TASK INSTRUCTIONS: Lines of the data that contain the word "below" are the ones to copy.

AVAILABLE DATA:
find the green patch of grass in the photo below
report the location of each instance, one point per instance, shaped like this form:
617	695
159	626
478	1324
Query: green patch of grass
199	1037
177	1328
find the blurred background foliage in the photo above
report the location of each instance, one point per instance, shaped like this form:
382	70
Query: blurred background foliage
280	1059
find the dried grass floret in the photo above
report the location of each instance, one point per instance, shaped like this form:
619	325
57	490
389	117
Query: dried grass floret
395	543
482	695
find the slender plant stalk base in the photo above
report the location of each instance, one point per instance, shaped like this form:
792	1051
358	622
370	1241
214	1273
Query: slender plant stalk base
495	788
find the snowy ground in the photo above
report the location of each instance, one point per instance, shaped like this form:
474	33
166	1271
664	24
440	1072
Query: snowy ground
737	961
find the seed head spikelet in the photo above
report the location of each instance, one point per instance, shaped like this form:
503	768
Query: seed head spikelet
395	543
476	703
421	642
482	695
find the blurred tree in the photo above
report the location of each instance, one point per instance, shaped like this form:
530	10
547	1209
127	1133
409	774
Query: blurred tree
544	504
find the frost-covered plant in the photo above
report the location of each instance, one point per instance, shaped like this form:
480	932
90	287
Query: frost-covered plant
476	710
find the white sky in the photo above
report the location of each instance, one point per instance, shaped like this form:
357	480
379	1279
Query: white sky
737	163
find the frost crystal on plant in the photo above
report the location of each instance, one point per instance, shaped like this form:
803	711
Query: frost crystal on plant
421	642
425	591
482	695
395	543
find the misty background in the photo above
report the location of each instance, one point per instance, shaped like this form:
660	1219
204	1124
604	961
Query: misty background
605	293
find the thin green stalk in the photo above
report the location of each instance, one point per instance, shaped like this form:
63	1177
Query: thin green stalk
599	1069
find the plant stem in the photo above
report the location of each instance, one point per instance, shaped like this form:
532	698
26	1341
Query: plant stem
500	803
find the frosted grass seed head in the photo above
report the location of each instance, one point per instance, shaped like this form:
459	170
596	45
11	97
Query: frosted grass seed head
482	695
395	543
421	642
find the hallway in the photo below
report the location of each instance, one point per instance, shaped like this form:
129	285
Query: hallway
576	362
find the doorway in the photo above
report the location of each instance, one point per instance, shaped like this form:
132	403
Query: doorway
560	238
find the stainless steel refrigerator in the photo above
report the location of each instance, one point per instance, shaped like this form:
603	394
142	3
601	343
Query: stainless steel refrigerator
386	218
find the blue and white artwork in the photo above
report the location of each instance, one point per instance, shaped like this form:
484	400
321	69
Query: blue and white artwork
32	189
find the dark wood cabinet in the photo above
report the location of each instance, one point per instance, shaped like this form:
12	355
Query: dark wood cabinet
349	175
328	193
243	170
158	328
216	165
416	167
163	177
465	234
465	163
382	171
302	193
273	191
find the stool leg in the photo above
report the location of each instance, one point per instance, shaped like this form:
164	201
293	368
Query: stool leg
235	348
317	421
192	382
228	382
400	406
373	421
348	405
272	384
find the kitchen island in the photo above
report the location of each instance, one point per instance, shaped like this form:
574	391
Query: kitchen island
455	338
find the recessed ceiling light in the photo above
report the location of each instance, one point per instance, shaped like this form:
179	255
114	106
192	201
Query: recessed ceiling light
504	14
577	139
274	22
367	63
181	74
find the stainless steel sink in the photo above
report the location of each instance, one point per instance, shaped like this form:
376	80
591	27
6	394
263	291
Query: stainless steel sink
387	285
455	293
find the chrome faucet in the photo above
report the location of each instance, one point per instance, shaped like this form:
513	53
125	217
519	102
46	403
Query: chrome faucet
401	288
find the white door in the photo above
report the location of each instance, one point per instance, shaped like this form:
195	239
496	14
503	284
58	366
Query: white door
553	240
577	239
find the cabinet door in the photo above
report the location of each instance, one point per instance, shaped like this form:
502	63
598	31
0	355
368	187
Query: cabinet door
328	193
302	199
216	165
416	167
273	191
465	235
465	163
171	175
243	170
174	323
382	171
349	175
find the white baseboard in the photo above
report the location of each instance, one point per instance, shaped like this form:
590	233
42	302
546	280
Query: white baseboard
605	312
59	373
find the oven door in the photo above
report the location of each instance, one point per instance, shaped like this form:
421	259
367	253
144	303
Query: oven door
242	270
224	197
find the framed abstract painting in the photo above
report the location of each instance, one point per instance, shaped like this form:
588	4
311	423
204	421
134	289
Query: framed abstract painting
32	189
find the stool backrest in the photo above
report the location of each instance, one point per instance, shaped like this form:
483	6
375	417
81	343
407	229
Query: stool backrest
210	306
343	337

RESULT:
find the green patch of grass in the photo below
find the hallway in the photo below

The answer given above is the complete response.